About this exercise: Among the entries below, count the lines with "building" in them and state the total without comment.

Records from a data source
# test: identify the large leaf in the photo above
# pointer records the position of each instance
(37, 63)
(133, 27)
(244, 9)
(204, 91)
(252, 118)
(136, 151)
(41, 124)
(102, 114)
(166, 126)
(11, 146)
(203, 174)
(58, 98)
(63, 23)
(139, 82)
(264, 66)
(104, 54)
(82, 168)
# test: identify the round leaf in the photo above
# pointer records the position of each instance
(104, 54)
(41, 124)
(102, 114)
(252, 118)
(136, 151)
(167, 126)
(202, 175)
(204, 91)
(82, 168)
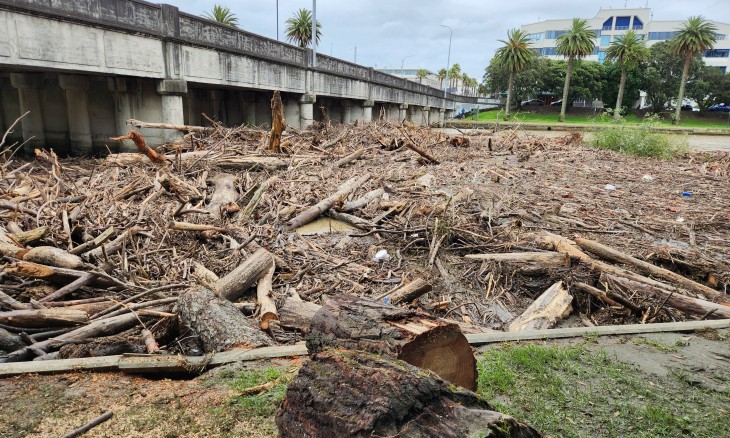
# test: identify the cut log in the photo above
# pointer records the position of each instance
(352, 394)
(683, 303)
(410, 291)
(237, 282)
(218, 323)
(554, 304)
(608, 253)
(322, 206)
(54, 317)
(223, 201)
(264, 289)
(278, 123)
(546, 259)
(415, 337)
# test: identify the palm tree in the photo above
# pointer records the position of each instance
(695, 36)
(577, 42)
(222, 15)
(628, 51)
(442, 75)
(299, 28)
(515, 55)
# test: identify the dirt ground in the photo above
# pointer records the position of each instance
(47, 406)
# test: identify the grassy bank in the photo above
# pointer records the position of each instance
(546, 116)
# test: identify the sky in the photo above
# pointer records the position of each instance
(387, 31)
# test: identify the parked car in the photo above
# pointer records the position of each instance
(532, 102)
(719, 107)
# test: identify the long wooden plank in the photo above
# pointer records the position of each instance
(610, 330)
...
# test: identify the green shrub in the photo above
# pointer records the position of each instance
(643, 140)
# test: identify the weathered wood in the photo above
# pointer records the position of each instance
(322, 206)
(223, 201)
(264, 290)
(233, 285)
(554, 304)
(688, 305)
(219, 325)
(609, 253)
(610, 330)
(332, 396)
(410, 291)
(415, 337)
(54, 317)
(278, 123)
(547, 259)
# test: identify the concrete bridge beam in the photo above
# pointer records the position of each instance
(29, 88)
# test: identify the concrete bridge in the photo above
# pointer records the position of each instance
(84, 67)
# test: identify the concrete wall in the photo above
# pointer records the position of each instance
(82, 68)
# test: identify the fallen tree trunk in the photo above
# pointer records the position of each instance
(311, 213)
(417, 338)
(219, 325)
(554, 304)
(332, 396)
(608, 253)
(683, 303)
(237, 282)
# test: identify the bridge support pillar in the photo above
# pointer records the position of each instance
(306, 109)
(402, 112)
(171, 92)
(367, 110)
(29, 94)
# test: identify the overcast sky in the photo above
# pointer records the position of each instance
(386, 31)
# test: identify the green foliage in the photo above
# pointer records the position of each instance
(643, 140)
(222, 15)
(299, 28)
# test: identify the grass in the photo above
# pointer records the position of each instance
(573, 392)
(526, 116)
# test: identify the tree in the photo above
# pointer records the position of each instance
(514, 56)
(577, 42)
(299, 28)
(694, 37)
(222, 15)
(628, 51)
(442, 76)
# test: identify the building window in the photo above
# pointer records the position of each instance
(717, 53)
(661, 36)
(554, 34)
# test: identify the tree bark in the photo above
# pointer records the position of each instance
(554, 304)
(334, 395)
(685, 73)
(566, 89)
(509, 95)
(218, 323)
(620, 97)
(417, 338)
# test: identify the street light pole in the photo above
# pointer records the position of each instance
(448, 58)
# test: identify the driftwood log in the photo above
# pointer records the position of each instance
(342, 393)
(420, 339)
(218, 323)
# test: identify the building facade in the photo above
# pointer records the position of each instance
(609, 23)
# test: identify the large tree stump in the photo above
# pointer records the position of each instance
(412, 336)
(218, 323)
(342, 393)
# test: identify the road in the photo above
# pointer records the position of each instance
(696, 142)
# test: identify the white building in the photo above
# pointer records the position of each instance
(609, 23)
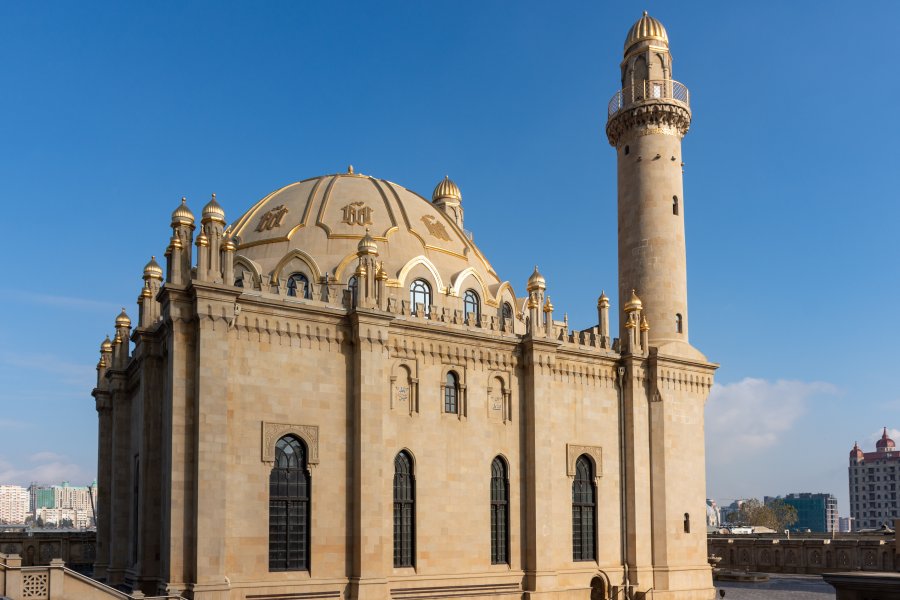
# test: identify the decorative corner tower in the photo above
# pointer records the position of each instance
--
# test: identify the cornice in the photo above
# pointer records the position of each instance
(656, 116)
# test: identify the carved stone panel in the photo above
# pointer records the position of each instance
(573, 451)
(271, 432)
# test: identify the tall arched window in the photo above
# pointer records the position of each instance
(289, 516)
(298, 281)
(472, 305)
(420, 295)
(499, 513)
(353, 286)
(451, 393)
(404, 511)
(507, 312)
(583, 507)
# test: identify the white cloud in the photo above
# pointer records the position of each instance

Exercise response: 3